- [Task instructions]: Pull out each line of the data that includes the word "below".
◆ ◆ ◆ ◆
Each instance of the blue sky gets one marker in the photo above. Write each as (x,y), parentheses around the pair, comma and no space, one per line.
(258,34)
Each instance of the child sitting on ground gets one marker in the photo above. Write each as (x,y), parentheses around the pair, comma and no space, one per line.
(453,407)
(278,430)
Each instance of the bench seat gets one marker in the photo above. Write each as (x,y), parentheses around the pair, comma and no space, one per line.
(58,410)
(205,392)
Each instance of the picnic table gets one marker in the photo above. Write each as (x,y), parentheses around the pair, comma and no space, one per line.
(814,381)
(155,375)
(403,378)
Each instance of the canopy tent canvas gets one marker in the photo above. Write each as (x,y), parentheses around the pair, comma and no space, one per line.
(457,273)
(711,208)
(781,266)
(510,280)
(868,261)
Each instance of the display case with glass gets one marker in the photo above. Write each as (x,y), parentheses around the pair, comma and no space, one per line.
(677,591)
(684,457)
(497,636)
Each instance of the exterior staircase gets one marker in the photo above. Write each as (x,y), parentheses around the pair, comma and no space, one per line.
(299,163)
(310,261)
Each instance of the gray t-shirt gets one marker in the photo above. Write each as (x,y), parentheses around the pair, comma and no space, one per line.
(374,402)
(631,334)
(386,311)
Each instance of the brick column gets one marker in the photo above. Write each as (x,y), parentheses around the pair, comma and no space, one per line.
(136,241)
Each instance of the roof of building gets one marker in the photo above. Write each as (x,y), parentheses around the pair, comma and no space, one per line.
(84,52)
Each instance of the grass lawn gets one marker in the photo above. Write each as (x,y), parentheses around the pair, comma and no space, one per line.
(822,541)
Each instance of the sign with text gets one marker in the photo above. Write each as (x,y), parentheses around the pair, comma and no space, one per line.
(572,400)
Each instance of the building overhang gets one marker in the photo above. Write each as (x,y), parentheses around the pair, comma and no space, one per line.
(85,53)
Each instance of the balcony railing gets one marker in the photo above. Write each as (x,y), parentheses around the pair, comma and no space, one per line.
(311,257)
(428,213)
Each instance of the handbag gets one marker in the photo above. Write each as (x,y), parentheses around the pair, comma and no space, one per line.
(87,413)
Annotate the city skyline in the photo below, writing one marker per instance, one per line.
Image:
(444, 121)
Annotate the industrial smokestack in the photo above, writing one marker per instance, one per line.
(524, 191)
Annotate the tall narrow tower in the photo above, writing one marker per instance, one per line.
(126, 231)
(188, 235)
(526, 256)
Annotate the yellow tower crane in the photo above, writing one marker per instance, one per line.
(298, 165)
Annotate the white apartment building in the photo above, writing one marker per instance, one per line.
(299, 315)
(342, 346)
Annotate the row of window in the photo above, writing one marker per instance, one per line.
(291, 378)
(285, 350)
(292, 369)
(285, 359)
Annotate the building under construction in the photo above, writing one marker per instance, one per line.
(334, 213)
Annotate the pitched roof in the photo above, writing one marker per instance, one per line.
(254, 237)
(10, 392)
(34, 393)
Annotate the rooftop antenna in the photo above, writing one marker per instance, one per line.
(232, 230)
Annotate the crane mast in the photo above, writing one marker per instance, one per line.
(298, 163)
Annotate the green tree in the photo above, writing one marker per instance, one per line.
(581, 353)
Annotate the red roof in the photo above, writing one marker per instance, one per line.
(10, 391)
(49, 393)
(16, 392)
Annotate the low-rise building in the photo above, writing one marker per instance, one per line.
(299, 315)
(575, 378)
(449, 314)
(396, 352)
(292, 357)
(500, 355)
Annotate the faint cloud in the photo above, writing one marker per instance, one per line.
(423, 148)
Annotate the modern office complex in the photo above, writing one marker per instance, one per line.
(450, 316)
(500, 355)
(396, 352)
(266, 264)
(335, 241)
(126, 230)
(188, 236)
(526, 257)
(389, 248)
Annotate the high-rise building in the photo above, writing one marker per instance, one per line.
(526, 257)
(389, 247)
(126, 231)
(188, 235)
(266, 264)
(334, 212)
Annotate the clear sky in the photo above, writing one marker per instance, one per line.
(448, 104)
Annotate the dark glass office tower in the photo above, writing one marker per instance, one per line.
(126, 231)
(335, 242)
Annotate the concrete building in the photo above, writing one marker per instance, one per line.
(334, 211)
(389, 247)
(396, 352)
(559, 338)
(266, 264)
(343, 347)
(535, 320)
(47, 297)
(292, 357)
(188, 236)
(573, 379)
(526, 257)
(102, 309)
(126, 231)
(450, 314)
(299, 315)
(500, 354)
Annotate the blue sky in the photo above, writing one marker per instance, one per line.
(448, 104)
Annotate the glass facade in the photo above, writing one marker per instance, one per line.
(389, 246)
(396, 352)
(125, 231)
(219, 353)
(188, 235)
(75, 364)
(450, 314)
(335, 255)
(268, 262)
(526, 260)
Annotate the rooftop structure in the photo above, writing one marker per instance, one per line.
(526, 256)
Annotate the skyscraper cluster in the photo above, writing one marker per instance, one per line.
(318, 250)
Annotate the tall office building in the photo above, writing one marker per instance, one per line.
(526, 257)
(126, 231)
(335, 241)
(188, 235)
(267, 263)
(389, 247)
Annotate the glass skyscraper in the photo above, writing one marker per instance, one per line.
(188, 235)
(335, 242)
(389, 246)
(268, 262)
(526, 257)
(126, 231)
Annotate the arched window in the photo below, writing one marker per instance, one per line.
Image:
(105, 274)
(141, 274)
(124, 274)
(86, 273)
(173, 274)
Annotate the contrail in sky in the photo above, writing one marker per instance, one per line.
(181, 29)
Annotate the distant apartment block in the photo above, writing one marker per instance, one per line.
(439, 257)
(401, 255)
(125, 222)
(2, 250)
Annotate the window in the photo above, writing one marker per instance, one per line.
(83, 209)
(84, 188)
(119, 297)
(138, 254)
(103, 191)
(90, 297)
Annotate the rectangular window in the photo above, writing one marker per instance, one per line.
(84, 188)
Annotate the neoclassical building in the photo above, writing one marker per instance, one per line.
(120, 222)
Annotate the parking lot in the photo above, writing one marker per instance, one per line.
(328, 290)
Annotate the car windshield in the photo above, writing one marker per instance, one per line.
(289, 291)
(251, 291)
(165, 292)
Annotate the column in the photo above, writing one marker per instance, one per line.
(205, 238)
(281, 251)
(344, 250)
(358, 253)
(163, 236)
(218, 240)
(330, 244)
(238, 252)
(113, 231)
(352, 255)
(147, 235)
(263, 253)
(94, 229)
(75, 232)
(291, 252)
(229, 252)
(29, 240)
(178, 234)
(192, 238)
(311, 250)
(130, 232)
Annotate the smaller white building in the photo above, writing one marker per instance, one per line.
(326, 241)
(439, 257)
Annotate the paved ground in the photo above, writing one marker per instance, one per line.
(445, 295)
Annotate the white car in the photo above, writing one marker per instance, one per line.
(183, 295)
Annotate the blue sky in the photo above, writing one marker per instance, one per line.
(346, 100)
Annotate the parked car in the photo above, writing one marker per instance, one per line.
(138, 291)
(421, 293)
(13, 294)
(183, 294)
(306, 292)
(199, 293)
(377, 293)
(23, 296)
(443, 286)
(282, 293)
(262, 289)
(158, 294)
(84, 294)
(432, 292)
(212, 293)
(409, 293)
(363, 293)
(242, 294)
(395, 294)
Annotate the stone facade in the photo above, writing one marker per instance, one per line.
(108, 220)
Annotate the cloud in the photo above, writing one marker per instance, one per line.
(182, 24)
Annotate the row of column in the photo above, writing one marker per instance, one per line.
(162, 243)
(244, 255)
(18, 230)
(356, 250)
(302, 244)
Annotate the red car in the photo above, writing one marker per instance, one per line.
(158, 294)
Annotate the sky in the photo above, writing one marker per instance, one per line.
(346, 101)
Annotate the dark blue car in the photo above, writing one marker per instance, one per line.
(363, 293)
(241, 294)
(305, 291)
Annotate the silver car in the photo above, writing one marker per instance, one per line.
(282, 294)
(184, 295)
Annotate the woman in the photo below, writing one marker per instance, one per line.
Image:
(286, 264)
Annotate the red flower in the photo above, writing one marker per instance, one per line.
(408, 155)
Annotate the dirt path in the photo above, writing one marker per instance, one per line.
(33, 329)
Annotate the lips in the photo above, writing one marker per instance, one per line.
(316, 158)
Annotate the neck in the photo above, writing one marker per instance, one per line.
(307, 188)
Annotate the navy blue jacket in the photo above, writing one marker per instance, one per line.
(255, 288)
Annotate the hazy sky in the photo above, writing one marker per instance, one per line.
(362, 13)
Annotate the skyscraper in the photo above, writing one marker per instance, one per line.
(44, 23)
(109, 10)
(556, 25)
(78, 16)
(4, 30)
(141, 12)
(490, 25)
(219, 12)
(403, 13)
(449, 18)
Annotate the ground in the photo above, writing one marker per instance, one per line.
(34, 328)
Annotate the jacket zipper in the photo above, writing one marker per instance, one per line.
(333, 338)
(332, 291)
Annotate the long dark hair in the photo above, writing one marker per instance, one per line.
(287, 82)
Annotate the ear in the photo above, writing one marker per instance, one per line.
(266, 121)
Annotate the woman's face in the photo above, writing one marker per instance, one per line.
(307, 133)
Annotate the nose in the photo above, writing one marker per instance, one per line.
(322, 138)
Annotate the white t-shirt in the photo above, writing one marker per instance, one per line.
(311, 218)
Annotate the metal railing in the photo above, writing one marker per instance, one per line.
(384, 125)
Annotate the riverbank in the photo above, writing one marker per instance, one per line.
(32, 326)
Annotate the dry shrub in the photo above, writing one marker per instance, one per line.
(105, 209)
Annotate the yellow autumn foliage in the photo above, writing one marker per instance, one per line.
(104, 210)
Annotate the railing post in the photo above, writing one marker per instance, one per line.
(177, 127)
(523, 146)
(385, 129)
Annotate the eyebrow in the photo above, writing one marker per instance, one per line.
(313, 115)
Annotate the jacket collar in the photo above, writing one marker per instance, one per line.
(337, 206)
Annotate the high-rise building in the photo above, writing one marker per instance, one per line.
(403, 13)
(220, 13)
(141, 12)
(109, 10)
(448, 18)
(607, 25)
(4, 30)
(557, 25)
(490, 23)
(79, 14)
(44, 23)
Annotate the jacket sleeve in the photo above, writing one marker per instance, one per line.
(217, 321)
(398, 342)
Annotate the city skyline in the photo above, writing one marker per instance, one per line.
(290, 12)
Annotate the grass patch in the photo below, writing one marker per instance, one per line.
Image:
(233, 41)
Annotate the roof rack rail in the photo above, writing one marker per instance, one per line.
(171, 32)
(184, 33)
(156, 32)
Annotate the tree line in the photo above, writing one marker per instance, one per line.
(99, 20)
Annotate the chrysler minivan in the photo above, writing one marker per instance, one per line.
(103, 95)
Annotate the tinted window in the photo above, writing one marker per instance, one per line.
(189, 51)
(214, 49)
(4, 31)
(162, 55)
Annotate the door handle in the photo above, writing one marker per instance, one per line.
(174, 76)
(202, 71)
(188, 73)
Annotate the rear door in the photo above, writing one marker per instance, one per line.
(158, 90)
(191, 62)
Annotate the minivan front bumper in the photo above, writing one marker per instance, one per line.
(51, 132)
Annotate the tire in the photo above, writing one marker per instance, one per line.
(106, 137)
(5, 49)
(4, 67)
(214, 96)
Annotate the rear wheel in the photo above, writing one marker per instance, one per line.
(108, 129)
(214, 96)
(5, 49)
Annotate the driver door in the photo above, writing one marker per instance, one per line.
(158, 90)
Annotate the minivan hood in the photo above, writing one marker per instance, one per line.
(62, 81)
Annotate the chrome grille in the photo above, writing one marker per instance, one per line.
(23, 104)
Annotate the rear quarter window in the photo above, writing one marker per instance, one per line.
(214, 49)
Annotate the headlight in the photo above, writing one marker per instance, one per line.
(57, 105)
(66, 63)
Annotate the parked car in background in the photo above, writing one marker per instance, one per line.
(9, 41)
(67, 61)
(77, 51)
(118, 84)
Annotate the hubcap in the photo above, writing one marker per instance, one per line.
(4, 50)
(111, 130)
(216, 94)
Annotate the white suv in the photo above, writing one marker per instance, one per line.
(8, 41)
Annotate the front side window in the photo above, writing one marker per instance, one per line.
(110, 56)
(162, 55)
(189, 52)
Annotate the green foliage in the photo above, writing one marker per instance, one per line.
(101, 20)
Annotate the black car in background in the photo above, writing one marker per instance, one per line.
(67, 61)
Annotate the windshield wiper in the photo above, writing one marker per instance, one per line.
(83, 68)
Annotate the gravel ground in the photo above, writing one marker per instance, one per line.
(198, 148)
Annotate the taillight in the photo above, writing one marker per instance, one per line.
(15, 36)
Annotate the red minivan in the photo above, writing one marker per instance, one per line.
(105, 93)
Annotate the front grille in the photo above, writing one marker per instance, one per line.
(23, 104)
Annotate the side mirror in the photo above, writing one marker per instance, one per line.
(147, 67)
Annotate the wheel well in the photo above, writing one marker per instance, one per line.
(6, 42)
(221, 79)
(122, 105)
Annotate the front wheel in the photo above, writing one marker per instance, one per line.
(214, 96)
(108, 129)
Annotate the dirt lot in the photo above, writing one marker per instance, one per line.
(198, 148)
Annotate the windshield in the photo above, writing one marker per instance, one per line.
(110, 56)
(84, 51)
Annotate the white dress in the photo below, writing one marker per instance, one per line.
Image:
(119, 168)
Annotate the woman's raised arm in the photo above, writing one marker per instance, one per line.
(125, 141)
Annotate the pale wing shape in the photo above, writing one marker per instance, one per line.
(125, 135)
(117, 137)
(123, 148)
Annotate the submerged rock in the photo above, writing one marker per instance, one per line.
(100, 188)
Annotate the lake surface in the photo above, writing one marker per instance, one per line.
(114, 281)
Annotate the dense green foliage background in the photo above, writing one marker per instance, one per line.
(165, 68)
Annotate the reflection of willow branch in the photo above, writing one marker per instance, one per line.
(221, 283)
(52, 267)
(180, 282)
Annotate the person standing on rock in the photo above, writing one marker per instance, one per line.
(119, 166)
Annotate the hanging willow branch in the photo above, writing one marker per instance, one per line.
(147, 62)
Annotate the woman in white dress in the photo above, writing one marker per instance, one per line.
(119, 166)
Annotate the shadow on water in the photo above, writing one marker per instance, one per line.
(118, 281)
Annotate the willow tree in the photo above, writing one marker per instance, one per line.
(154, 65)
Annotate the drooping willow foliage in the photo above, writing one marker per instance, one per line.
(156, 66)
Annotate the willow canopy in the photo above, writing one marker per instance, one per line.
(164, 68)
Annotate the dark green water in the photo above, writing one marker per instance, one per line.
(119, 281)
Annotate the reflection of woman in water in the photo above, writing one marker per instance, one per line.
◆ ◆ ◆ ◆
- [Exercise result]:
Annotate the city skyline in the photo below, writing one marker per instance, one per line.
Annotate the arched window in the photo below, writing one marker per instance, one per line.
Annotate the woman in the photo below, writing one marker per instance, one per line.
Annotate the grass patch in the photo below, writing one marker per instance, one per line.
Annotate the white dress in the photo below, writing one marker per instance, one per line.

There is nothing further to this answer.